**Text section:**
The following are some main features of John 3:16 and the surrounding context, which are key in attaining a correct understanding of the passage.     

 

  • Greek rendering. Houtōs gar ēgapēsen ho theos ton kosmon hōste ton huion ton monogenē edōken, hina pas ho pisteuōn eis auton mē apolētai all’ echē zōēn aiōnion – literal rendering: “To this extent, indeed, loved the God the world, that the Son, the one and only, He gave, in order that every one believing in Him not should perish, but shall have life eternal.”

 

  • The context actually starts in vv. 14-15 dealing with the snake in the wilderness (cf. Num. 21:6-9) with which Nicodemus would have been familiar. The particularities of the event are contextually interrelated with John 3:15-16. Note a few contextual facts: I, the bronze serpent was the only means of healing/deliverance for “only” God’s people (the Israelites), which relates to trusting in the Son as the only means of salvation, II, verses 14-15 read, “As Moses lifted up the serpent in the wilderness, even so must the Son of Man be lifted up; 15 so that whoever believes will in Him have eternal life.” Verse 15 contains the Greek conjunction hina (“that”) signifying a purpose and result clause. Thus, the purpose of the Son’s cross work (being “lifted up”) was for the result of every one believing in Him will have eternal life.

 

  • The affirmation of God’s redemptive love to everyone believing. The extent of God’s love is shown by His sending His Son into the world, to the ones believing, and give them eternal life.

 

  • Houtōs. Although most translations translate the Greek adverb as “so,” a literal and more accurate translation would be, “in this way, in this manner, in such a condition, to this extent”—to express the actual result. Hence, the love of God is demonstrated in the giving of His Son in order to bring about the eternal life of believers.

(Portion of a data file)
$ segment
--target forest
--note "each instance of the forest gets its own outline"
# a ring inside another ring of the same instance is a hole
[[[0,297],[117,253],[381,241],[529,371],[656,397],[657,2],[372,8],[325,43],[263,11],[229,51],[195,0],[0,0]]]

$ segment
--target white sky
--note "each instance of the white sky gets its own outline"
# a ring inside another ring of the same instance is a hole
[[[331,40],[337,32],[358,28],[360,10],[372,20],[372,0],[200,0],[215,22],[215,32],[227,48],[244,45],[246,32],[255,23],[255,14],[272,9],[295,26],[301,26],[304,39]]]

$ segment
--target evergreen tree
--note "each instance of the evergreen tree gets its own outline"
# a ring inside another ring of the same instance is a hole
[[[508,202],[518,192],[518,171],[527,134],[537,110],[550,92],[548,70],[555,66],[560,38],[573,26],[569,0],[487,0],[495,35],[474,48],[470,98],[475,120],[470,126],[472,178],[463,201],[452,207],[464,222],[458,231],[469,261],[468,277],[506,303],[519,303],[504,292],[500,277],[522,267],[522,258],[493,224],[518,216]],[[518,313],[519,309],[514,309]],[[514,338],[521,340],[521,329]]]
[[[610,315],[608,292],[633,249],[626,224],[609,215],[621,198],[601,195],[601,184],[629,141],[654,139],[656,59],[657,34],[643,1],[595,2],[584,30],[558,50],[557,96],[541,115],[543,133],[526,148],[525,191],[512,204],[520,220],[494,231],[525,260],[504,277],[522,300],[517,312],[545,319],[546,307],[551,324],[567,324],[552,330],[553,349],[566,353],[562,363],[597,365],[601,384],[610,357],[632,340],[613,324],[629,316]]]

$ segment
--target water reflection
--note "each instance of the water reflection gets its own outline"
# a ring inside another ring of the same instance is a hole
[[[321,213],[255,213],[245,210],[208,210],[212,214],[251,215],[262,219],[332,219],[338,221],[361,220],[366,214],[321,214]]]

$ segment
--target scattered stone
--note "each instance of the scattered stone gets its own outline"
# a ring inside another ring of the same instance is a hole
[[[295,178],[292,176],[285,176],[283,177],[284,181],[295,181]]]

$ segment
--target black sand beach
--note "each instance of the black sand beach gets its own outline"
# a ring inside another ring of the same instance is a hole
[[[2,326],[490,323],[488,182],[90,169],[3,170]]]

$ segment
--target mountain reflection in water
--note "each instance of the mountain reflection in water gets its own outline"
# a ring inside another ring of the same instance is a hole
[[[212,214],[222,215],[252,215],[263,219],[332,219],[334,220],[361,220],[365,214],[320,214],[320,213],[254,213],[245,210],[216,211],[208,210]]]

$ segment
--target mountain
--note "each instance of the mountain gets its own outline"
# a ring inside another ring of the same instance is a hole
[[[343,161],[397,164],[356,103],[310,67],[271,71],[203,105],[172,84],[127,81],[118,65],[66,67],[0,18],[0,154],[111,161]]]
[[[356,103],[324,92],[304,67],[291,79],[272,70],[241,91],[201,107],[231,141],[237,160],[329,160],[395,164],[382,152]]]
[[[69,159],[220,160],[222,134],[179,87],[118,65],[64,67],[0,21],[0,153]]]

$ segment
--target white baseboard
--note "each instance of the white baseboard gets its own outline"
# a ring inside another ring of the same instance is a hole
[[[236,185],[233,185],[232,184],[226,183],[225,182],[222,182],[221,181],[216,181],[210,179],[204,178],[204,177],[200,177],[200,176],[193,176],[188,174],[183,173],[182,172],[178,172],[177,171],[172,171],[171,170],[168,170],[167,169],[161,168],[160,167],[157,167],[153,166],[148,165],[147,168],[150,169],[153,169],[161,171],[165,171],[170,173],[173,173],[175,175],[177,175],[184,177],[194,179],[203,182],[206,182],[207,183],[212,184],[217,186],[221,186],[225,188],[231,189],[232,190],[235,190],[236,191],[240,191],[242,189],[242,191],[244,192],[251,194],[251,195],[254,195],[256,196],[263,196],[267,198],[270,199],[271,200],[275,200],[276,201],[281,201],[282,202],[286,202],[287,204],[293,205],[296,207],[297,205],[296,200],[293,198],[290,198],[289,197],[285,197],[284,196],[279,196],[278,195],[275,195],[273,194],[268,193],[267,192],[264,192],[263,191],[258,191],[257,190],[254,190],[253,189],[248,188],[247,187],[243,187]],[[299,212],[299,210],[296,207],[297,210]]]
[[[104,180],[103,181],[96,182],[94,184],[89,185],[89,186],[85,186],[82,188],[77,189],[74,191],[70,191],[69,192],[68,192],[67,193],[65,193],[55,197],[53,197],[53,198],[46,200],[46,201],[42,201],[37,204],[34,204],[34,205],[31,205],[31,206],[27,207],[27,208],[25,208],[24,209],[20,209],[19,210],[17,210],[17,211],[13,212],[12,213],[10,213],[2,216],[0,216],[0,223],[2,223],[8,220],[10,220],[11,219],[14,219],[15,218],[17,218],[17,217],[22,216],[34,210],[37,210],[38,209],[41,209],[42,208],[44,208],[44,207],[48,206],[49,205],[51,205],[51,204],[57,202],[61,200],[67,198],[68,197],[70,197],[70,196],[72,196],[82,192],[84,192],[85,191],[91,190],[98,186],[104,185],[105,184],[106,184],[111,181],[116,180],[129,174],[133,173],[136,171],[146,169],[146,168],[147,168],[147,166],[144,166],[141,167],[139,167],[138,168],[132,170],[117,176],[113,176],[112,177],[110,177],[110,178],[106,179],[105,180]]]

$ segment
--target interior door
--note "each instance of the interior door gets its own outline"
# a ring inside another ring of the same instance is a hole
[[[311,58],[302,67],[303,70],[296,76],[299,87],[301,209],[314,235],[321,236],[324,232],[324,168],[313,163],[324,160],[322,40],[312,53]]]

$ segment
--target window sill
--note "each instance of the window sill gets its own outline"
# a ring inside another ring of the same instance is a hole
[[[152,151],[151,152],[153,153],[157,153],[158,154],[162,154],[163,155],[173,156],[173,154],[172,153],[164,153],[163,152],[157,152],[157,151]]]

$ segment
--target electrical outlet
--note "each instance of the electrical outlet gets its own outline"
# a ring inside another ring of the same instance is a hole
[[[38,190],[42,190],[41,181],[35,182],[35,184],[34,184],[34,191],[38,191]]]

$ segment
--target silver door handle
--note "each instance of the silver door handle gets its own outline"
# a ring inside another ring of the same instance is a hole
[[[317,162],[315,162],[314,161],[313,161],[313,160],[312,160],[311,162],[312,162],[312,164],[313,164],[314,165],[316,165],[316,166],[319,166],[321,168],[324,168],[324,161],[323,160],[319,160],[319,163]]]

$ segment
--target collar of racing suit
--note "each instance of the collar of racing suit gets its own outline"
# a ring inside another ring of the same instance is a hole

**Stated exercise A:** Please set down, word for word, everything in the notes on John 3:16 from "The following are" down to "of the passage.".
**Stated exercise B:**
Answer these questions from the notes on John 3:16:
(i) Which Greek conjunction in verse 15 signifies a purpose and result clause?
(ii) Which passage is cross-referenced for the snake in the wilderness?
(iii) How do most translations render the Greek adverb Houtōs?

**Exercise result A:**
The following are some main features of John 3:16 and the surrounding context, which are key in attaining a correct understanding of the passage.

**Exercise result B:**
(i) Hina ("that").
(ii) Num. 21:6-9.
(iii) As "so."